*RECORDS PROVIDED:*
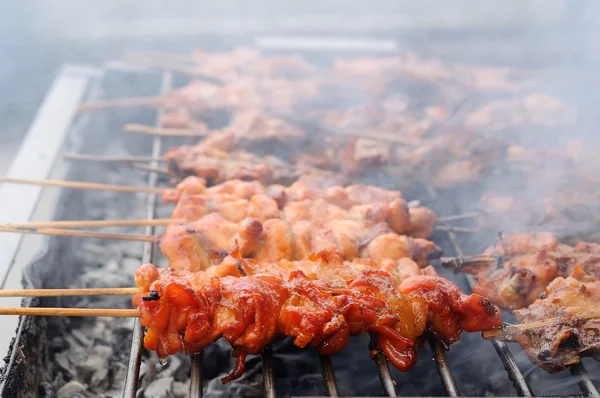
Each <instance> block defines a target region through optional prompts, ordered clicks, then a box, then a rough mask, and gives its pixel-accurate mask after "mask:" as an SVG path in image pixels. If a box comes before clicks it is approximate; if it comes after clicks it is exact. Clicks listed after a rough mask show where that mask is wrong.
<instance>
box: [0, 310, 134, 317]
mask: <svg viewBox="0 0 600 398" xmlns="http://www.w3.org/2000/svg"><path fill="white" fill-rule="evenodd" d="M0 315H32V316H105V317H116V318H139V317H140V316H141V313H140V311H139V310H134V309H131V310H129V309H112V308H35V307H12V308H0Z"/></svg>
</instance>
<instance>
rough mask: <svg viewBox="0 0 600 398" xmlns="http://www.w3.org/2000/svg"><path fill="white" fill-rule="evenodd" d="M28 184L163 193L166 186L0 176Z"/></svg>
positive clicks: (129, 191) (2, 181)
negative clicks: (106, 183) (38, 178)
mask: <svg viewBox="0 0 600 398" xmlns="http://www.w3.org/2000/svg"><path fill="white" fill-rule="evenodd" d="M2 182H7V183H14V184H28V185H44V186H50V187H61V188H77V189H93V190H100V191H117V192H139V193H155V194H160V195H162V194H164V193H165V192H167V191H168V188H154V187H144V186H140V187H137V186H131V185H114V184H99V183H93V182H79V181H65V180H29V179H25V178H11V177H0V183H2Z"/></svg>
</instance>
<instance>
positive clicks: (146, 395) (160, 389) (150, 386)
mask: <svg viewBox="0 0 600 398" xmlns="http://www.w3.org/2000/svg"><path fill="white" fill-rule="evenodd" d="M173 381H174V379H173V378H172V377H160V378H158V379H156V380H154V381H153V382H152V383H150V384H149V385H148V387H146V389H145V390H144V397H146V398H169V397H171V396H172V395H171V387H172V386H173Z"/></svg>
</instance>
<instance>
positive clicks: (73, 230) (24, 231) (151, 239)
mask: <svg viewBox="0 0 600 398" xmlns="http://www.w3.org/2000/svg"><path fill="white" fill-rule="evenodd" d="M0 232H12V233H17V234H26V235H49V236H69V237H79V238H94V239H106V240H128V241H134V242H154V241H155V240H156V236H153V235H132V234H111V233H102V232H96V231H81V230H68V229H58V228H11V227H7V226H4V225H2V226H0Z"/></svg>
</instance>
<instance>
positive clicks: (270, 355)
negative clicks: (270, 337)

*EXERCISE DETAILS:* Scan the material above for lines that contain the string "rough", and copy each such line.

*OUTPUT BELOW:*
Each <instance> block defines a target region through optional prompts, ordered clicks, then a box, then a rough mask, and gives its pixel-accurate mask after "mask:" as an SVG path in image pixels. If a box comes before clicks it is approximate; if it comes after clicks it is exact. Clicks listed after a rough mask show where that mask is wrong.
rough mask: <svg viewBox="0 0 600 398" xmlns="http://www.w3.org/2000/svg"><path fill="white" fill-rule="evenodd" d="M28 184L163 193L166 186L0 176Z"/></svg>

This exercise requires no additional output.